* _Work to complete_:
Retype all the records with nothing changed.
start Data for the task
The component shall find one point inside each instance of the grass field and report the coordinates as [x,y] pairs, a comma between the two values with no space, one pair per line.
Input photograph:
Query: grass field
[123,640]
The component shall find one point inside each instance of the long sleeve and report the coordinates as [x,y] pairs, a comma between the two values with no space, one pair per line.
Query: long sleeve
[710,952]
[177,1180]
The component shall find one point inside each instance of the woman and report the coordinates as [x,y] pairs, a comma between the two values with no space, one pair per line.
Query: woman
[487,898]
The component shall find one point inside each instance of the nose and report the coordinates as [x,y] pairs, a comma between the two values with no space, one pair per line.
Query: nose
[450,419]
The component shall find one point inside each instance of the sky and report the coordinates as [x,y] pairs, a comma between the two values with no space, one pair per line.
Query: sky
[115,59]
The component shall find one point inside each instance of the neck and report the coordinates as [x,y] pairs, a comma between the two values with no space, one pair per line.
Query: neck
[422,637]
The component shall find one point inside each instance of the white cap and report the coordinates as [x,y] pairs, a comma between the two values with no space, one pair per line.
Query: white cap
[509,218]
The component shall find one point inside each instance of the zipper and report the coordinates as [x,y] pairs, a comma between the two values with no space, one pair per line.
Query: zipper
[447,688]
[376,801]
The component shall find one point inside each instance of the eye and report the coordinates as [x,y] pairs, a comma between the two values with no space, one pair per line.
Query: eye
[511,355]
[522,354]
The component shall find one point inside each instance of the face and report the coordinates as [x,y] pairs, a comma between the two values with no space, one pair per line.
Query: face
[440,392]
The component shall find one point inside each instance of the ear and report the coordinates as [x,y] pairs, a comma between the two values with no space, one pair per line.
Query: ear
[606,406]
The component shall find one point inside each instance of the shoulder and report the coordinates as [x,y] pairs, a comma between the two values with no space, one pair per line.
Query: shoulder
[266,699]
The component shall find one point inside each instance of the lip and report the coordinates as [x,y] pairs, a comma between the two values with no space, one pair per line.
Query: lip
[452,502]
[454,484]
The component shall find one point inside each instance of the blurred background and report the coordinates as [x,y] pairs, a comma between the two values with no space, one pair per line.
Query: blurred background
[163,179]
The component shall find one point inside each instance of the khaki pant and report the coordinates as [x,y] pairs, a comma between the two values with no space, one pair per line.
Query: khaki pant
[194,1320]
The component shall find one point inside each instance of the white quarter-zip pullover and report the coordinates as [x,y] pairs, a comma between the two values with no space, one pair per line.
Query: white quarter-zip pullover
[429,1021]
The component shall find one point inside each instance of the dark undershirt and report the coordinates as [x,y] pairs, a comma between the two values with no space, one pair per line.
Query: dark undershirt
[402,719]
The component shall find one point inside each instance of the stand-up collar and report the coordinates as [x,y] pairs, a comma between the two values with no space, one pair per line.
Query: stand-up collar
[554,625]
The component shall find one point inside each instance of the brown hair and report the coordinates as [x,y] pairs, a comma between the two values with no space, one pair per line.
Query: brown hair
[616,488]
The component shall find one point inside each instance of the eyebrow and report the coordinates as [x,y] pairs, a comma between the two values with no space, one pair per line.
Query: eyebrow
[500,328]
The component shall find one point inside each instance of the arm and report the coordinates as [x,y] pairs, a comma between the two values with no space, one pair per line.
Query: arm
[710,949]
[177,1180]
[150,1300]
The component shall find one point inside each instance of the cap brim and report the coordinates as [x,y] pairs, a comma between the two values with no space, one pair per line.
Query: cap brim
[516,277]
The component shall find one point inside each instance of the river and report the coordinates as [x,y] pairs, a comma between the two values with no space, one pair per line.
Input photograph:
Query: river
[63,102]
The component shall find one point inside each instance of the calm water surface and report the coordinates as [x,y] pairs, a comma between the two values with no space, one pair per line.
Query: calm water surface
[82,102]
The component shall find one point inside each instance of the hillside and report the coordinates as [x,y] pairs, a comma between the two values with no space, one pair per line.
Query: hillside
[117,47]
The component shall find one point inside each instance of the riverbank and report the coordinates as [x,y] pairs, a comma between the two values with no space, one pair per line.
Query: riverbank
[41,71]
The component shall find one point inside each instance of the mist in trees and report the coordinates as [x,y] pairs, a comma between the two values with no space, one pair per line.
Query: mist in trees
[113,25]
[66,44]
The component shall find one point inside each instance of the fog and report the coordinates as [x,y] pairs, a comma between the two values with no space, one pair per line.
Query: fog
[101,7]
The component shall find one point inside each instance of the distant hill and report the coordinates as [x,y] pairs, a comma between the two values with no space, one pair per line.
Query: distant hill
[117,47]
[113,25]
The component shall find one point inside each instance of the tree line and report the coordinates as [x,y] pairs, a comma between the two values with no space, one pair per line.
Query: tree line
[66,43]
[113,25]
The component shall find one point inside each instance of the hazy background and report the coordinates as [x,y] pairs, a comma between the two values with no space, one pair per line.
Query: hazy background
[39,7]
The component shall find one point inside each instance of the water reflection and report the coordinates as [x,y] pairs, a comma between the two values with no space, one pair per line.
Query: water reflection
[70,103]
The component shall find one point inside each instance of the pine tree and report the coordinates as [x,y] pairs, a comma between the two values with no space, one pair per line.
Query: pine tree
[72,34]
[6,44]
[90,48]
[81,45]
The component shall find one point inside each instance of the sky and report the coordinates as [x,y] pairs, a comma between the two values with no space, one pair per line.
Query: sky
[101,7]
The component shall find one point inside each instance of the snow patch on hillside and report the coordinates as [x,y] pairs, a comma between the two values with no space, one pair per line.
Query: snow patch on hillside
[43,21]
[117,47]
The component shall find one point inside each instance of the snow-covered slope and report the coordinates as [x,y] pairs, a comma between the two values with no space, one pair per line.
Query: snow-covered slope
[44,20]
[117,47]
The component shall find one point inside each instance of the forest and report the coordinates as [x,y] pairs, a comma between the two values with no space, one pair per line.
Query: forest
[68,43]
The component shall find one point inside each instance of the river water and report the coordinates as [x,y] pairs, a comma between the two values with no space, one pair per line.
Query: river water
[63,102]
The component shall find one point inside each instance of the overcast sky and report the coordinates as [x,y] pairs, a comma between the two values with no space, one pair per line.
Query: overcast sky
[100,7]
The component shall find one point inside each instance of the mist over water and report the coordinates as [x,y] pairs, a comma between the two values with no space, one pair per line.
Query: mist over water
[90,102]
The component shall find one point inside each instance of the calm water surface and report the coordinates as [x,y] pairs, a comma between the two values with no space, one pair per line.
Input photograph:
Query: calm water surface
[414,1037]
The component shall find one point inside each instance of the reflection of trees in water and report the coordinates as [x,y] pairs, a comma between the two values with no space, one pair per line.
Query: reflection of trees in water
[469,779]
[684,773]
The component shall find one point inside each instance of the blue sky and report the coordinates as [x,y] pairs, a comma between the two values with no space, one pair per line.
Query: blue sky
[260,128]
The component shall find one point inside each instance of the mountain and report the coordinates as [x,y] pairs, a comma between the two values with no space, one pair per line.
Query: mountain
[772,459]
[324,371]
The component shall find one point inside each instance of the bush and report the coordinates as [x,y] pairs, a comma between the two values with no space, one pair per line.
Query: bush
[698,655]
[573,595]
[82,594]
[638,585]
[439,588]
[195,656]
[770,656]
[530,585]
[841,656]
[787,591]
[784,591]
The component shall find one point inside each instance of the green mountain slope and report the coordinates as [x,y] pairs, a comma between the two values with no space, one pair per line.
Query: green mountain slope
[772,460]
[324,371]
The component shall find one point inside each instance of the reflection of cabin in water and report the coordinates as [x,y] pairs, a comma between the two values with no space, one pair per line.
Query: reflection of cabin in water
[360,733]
end Data for the task
* _Written response_:
The component shall find one point inside each instance of the grass field and report the coordinates as [x,y] pairs, a comma between the two values with no space, one pair per line.
Input photograph:
Query: grass field
[123,640]
The component shall find one point inside each instance of the long sleeve and report the coordinates as [x,y] pairs, a comma between the two values with no space, one pair per line.
Query: long sleeve
[710,952]
[177,1180]
The component shall find one point inside each instance of the woman and report the coordinates as [x,y] pairs, a comma between the two values with no space, one pair per line.
Query: woman
[487,898]
The component shall find one point inside each instance of the nose and report the coordinates as [x,y] pairs, a comma between the two values with no space, one pair per line.
Query: nose
[450,419]
The component shall find one point inside each instance of the sky and report the coordinates as [x,y] pairs, a comma between the two values with no space, one pair per line.
Query: sky
[115,59]
The component shall find one point inside each instance of the neck and report the coordinates as [x,y] pairs, a comma between the two values with no space, one pair per line.
Query: neck
[422,637]
The component shall find one point inside each instance of the white cap and report the coordinates as [x,y] pairs, a comma between the two values with no space, one pair per line.
Query: white cap
[509,218]
The component shall find one point inside each instance of the zipper and report the coordinates as [x,y] pairs, a comma between the two values with no space, one pair per line.
Query: zipper
[447,688]
[376,801]
The component shall find one point inside each instance of the eye and report the coordinates as [x,y] pairs, a comma between the two values with no space, one pair per line.
Query: eye
[511,355]
[522,354]
The component shall find one point inside each instance of the face and report the coordinates as [x,y] pairs, a comma between the two values with no space, one pair per line.
Query: face
[440,392]
The component shall find one point inside each instance of the ear and report the coordinates as [x,y] pairs, a comma between the two values with no space, one pair per line.
Query: ear
[606,406]
The component shall find one point inside each instance of the shoulder and report the coordinates as [x,y] pairs, a comma between the two values with no space, one pair per line.
Query: shoulder
[266,699]
The component shall find one point inside each instance of the lip and report the coordinates as [x,y] pairs, a comma between the two values with no space, one pair per line.
Query: lip
[452,502]
[454,484]
The component shall find one point inside each instance of the blurred background and report the coordinates as [x,y] pairs, a comma between the two values with no space, one pair per line.
Query: blurred background
[163,179]
The component shall find one point inside each instance of the khaki pant and report the coordinates as [x,y] pairs, a comma between the two values with no space, one pair per line.
Query: khaki pant
[194,1320]
The component shall find one point inside each instance of the white quarter-zip pullover and report the coordinates as [x,y] pairs, a comma between the two values with no space, one pair per line.
Query: white quarter-zip pullover
[429,1021]
The component shall find one point inside each instance of the dark undershirt and report the coordinates as [x,y] pairs, a comma between the two values with no space, one pair per line.
Query: dark undershirt
[402,719]
The component shall find one point inside each instance of the stand-up collar and report the coordinates as [x,y] pairs, a comma between the two values with no space, one pair per line.
Query: stand-up collar
[554,625]
The component shall find one point inside each instance of the brown hair and report the coordinates as [x,y] pairs, a comma between the two values with no space, one pair per line.
Query: brown hair
[616,488]
The component shall find one point inside each instance of the eyebrow and report the coordinates as [x,y] pairs, a comma between the two values with no space, one pair per line.
Query: eyebrow
[500,328]
The component shall find one point inside each instance of the arm and report the coordinates as [x,y] pairs, a comma between the two values with no space, one pair per line.
Query: arm
[710,949]
[177,1180]
[150,1300]
The component shall find one point inside each instance of the cap brim and report the coordinates as [x,y] pairs, a comma between the two values with no space, one pair per line.
Query: cap brim
[516,277]
The component shall find one point inside each instance of the river and report the coordinates as [x,y] pairs, a comma between the two values with no space, one pair per line.
Input photograph:
Query: river
[63,102]
The component shall find one point inside each instance of the calm water surface and report the coordinates as [x,y] pairs, a comma between the two values with no space, one pair per line.
Query: calm water surface
[82,102]
The component shall find one point inside each instance of the hillside and report the coordinates as [x,y] pairs, a comma between the two values with no space, one pair per line.
Query: hillside
[117,47]
The component shall find one point inside each instance of the riverbank and report the coordinates as [x,y] pairs, a comma between the two values with no space, one pair per line.
Query: riverbank
[41,71]
The component shall find one point inside each instance of the mist in trees and report the coordinates as [x,y] pairs, a comma between the two values with no space, one pair per line.
Query: mist in trees
[113,25]
[66,44]
The component shall find one point inside each instance of the fog and report the coordinates as [x,y] pairs, a comma between the two values with no space, one pair per line.
Query: fog
[101,7]
The component shall find one point inside each instance of the distant hill and report the coordinates as [x,y] pairs, a comma between the two values with no space, one pair per line.
Query: distant hill
[117,47]
[113,25]
The component shall find one point inside each instance of the tree line and report the coordinates as [x,y] pairs, a comma between the two values with no space, one pair per line.
Query: tree line
[66,43]
[113,25]
The component shall find one point inside each instance of the hazy background and report the coordinates as [x,y] pairs, a comma between the two values with no space, one pair per line.
Query: hazy background
[39,7]
The component shall find one point inside each instance of the water reflection and report the coordinates as [x,y] pairs, a comma between the two values with no space, one pair per line.
Query: water reflection
[70,103]
The component shall find one point inside each instance of the pine tree and report the coordinates as [x,y] pairs, a comma between the two values with no space, one pair per line.
Query: pine tree
[72,34]
[6,44]
[90,48]
[81,45]
The component shall find one point inside each instance of the sky and report the coordinates as [x,y] pairs, a comma between the two values with no space, one pair per line.
Query: sky
[101,7]
The component shall find one point inside each instance of the snow patch on hillside and report the coordinates as [x,y] pairs, a comma between the two values with no space, one pair per line.
Query: snow patch on hillside
[43,21]
[117,47]
The component shall find one point inside each instance of the snow-covered slope and report the coordinates as [x,y] pairs, a comma between the two values with no space, one pair per line.
Query: snow-covered slope
[44,20]
[117,47]
The component shall find one point inside each instance of the forest and report the coordinates as [x,y] pairs, a comma between the two values with no space, one pair per line.
Query: forest
[68,43]
The component shall find one point inside each instance of the river water and report the coordinates as [x,y] pairs, a comma between the two values with no space, one pair per line.
Query: river water
[63,102]
The component shall find one point inside each instance of the overcast sky and report the coordinates as [x,y] pairs, a comma between the two values with no space, one pair per line.
Query: overcast sky
[100,7]
The component shall find one point inside each instance of the mist over water and report the coordinates as [x,y] pairs, a comma between the two values with no space, one pair per line.
Query: mist over water
[90,102]
The component shall find one point inside each instance of the calm water surface and report the coordinates as [x,y] pairs, a comma between the two values with no space, one pair per line.
Input photograph:
Query: calm water surface
[414,1037]
The component shall find one point inside each instance of the reflection of trees in water and report the coordinates as [x,y] pairs, a comma between the two values with no space, one pair per line.
Query: reflection of trees in water
[469,779]
[684,773]
The component shall find one point inside each instance of the blue sky and report the coordinates as [x,y] pairs, a comma between the two values with no space, one pair per line.
Query: blue sky
[260,128]
The component shall find one point inside each instance of the mountain and report the coordinates as [x,y] pairs, a comma between the two values with no space, one pair per line.
Query: mountain
[772,459]
[324,371]
The component shall find one point inside each instance of the bush and report the coordinates as [x,y] pairs, a comma between the two values with no space, one pair per line.
Query: bush
[698,655]
[573,595]
[82,594]
[638,585]
[439,588]
[195,656]
[770,656]
[530,585]
[841,656]
[787,591]
[784,591]
The component shall find one point inside each instance of the green mountain slope and report the coordinates as [x,y] pairs, a comma between the two values with no space, one pair per line.
Query: green mountain slope
[772,460]
[324,371]
The component shall find one point inside each instance of the reflection of cabin in water and report the coordinates as [x,y] pairs, a comma between the two values with no space, one pair per line.
Query: reflection of cabin in water
[360,733]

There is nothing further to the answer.